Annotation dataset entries
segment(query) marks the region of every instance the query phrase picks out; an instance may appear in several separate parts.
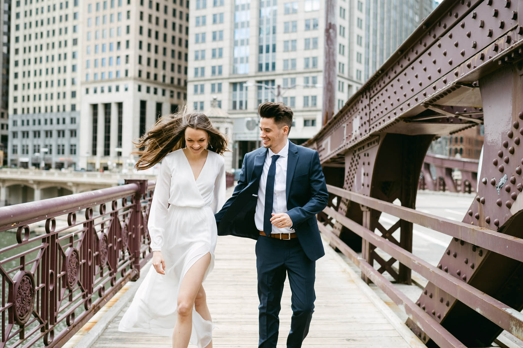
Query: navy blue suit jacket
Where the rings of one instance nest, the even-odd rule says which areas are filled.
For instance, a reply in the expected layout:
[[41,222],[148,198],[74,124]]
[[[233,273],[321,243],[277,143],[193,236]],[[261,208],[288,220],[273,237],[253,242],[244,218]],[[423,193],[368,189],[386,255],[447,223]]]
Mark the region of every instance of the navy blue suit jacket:
[[[246,154],[238,184],[221,210],[215,214],[218,235],[257,239],[254,223],[258,189],[267,152],[260,148]],[[314,261],[325,255],[316,214],[327,206],[328,193],[317,151],[289,142],[286,182],[287,209],[300,244]]]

> _Task_
Edit the records so that every occurrence of "suit jacket" becomes "blazer", leaving all other text unchanged. Omit the pictures from your answer.

> _Exercise response_
segment(query) marks the region of every instance the query phrase picks out; an instance may appear in several separate parts.
Query: navy blue blazer
Where the rings of one instance nest, the even-odd rule says which areas are filled.
For instance, a reply in the expected layout:
[[41,222],[148,198],[74,124]]
[[[233,273],[321,243],[277,143],[193,236]],[[261,208],[288,220],[273,237],[253,242],[244,218]],[[423,193],[368,189],[386,255],[447,223]]]
Mark the region of every instance of the navy blue blazer:
[[[246,154],[238,184],[221,210],[215,214],[218,235],[257,239],[254,223],[258,189],[267,152],[260,148]],[[314,261],[325,255],[316,214],[327,206],[328,193],[317,151],[289,142],[286,182],[287,209],[300,244]]]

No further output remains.